▶ _Testo fornito_:
Il buongiorno si vede dal mattino è uno di quei vecchi modi di dire sempreverdi; nel caso di Tatum O’Neil le cose sarebbero dovute andare benissimo, a giudicare dall’inizio. E invece.
A soli 10 anni Tatum O’Neil è la più giovane vincitrice del premio Oscar. Miglior attrice non protagonista per la sua interpretazione in Paper Moon. Il film, diretto da Peter Bogdanovich, vede Tatum recitare a fianco del padre, l’ingombrante super-divo dell’epoca Ryan O’Neil.
La storia è quella di una ragazzina e di un piccolo truffatore, girovaghi nel Kansas della Grande Depressione; il tutto reso con un espressivo bianco e nero perfettamente pertinente all’epoca in cui la storia è ambientata. Il destino dei bambini prodigio, tuttavia, non sempre è all’altezza delle premesse. Anzi.

Voci di annotazione dei contorni:
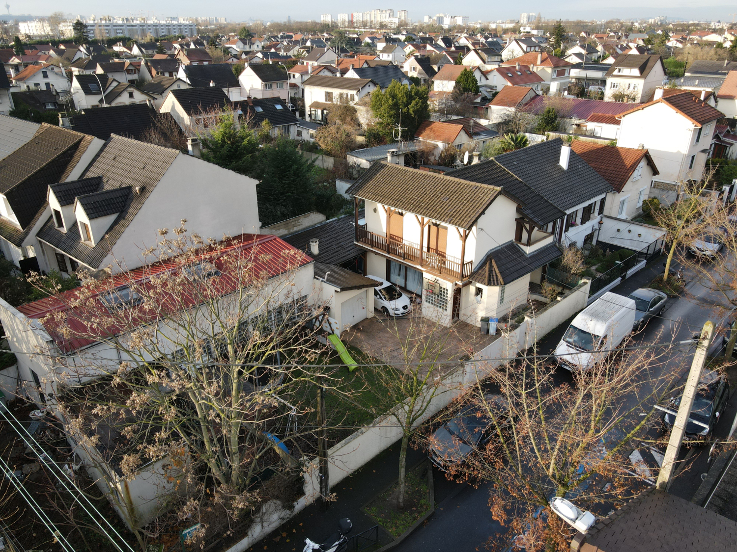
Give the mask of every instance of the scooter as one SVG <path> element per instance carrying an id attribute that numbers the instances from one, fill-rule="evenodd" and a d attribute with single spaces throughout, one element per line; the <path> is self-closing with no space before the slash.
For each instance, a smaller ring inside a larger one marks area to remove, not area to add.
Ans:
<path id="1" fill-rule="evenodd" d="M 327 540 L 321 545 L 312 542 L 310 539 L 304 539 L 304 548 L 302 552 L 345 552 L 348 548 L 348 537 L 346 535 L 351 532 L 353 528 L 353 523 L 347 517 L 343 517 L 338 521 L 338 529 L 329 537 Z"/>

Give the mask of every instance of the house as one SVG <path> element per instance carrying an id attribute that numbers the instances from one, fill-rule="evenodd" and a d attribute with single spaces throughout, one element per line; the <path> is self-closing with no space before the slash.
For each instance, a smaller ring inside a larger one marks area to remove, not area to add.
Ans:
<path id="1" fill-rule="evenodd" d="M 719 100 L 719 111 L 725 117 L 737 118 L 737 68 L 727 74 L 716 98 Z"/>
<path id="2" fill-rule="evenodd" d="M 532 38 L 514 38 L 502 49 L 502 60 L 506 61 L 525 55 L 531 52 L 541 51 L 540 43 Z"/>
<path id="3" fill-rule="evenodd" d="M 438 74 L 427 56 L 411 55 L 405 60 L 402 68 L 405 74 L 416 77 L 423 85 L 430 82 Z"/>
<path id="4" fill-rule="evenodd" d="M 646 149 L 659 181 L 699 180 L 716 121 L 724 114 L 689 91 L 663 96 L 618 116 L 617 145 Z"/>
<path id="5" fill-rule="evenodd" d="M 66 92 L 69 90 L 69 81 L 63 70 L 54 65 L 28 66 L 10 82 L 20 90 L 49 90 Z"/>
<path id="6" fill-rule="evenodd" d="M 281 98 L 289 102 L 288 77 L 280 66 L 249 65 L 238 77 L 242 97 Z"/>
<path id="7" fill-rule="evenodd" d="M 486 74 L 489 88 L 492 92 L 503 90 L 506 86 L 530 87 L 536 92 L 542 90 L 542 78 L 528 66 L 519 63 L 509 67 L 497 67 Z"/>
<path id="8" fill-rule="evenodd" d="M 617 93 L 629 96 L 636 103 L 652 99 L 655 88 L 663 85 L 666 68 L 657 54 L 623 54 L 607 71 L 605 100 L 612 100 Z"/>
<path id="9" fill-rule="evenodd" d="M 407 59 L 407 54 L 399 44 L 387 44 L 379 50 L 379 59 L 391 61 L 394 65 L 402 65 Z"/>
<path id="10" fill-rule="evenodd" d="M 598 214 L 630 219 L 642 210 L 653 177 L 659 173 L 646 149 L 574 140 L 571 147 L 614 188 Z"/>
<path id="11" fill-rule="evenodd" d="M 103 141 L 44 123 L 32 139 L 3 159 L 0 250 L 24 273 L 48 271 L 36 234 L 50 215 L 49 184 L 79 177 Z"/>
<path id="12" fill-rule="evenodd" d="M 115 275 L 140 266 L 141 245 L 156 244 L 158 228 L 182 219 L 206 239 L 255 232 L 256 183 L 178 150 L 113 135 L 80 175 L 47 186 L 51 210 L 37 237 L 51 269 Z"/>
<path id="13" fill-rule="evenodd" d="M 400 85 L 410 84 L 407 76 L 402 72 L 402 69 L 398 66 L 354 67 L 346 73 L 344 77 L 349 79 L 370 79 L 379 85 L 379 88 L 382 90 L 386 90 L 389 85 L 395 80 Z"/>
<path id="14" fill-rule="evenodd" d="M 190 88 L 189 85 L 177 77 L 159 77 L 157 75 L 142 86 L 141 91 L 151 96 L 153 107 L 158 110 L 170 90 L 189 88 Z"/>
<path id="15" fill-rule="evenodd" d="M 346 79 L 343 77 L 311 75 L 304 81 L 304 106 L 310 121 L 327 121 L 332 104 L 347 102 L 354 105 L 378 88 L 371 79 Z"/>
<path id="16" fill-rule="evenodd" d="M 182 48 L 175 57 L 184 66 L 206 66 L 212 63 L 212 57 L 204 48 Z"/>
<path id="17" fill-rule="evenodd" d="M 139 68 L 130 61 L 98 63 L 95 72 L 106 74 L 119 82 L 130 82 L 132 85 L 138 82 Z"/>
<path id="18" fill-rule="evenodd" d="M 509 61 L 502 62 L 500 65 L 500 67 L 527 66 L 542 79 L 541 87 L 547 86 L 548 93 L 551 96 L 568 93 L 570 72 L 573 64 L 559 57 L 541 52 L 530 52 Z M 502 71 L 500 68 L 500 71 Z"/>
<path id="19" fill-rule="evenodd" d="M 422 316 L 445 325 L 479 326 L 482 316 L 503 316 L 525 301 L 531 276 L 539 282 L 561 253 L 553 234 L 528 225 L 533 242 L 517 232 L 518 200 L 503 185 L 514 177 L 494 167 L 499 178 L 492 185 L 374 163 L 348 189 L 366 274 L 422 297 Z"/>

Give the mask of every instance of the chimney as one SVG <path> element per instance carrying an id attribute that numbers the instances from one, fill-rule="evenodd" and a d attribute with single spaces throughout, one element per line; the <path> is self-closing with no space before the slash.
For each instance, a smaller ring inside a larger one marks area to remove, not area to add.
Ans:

▶ _Compiti assegnati_:
[1] Secondo il testo su Tatum O’Neil, per quale film l’attrice ha vinto l’Oscar come miglior attrice non protagonista?
[2] Elenchi tutte le persone nominate nel testo su Tatum O’Neil.
Le voci non hanno alcuna relazione con il testo su Tatum O’Neil.

▶ _Risultati_:
[1] Paper Moon.

[2] Tatum O’Neil, Peter Bogdanovich, Ryan O’Neil